== Dataset content ==
══════════
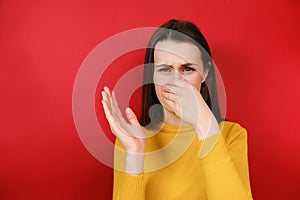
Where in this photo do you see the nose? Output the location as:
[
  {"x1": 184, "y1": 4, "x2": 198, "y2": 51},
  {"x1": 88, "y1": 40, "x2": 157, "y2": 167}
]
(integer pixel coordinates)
[{"x1": 173, "y1": 70, "x2": 183, "y2": 79}]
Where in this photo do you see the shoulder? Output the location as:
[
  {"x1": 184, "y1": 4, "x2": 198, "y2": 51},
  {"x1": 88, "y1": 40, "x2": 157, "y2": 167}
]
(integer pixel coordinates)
[{"x1": 220, "y1": 121, "x2": 247, "y2": 147}]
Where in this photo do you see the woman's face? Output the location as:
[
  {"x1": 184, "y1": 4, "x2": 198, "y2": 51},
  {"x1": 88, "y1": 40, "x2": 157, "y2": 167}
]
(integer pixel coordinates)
[{"x1": 153, "y1": 40, "x2": 207, "y2": 112}]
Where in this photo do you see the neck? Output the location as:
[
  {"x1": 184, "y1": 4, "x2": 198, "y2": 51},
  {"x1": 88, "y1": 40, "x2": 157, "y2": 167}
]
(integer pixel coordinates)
[{"x1": 164, "y1": 109, "x2": 188, "y2": 126}]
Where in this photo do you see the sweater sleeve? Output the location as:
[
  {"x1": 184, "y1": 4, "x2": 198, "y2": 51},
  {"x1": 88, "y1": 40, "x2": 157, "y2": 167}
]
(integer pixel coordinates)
[
  {"x1": 113, "y1": 139, "x2": 145, "y2": 200},
  {"x1": 199, "y1": 122, "x2": 252, "y2": 200}
]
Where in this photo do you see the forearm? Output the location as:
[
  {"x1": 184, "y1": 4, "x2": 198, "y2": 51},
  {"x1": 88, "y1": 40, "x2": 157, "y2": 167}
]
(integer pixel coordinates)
[
  {"x1": 113, "y1": 140, "x2": 145, "y2": 200},
  {"x1": 125, "y1": 153, "x2": 144, "y2": 176}
]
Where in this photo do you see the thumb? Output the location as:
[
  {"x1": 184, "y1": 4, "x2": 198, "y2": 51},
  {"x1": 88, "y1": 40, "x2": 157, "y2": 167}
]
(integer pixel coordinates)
[{"x1": 125, "y1": 108, "x2": 140, "y2": 126}]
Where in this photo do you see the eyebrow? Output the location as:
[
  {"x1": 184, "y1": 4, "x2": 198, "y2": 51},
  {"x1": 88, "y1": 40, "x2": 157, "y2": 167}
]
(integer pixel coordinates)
[{"x1": 155, "y1": 63, "x2": 197, "y2": 67}]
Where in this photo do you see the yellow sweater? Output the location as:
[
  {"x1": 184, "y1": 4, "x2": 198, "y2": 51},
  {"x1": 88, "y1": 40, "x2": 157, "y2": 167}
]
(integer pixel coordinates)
[{"x1": 113, "y1": 122, "x2": 252, "y2": 200}]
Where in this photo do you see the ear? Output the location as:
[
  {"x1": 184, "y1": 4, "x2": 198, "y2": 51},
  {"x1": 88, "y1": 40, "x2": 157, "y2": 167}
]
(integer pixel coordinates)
[{"x1": 202, "y1": 62, "x2": 211, "y2": 83}]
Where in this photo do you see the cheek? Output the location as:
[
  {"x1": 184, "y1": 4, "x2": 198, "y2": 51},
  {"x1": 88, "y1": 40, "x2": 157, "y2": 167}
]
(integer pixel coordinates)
[
  {"x1": 185, "y1": 75, "x2": 202, "y2": 91},
  {"x1": 153, "y1": 72, "x2": 171, "y2": 85}
]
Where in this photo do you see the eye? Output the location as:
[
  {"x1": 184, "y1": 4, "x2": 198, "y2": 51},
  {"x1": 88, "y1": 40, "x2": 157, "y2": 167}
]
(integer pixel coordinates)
[
  {"x1": 158, "y1": 67, "x2": 171, "y2": 72},
  {"x1": 182, "y1": 67, "x2": 195, "y2": 72}
]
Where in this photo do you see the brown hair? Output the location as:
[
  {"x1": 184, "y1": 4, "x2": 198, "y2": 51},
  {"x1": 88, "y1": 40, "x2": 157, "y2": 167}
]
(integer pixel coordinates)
[{"x1": 140, "y1": 19, "x2": 223, "y2": 128}]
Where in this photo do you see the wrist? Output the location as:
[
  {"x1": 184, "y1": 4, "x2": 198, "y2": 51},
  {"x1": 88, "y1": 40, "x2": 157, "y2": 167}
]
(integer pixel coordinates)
[{"x1": 125, "y1": 152, "x2": 144, "y2": 176}]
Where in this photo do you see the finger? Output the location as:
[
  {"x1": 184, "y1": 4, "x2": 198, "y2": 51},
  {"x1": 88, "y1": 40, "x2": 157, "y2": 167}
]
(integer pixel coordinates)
[
  {"x1": 125, "y1": 108, "x2": 140, "y2": 126},
  {"x1": 101, "y1": 91, "x2": 111, "y2": 111},
  {"x1": 103, "y1": 86, "x2": 111, "y2": 97},
  {"x1": 168, "y1": 78, "x2": 187, "y2": 87},
  {"x1": 161, "y1": 91, "x2": 178, "y2": 102},
  {"x1": 102, "y1": 100, "x2": 127, "y2": 140},
  {"x1": 161, "y1": 84, "x2": 183, "y2": 95}
]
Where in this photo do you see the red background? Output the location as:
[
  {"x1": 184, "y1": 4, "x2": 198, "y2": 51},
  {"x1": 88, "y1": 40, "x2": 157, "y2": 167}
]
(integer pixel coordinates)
[{"x1": 0, "y1": 0, "x2": 300, "y2": 199}]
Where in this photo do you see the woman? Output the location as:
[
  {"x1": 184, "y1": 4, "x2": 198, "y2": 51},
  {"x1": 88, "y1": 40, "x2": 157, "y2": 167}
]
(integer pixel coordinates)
[{"x1": 102, "y1": 20, "x2": 252, "y2": 200}]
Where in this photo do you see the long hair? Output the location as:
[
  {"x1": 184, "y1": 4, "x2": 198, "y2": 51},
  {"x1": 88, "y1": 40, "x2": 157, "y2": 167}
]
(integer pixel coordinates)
[{"x1": 140, "y1": 19, "x2": 222, "y2": 128}]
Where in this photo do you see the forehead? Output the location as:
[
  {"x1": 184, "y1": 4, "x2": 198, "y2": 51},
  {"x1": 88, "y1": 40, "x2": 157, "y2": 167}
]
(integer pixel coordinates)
[{"x1": 154, "y1": 40, "x2": 202, "y2": 64}]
══════════
== Exercise ==
Return every line of the entries that contains the word "hair".

== Exercise output ==
Where in this photo do you see the brown hair? Output the location as:
Where in this photo do you see the long hair? Output the location as:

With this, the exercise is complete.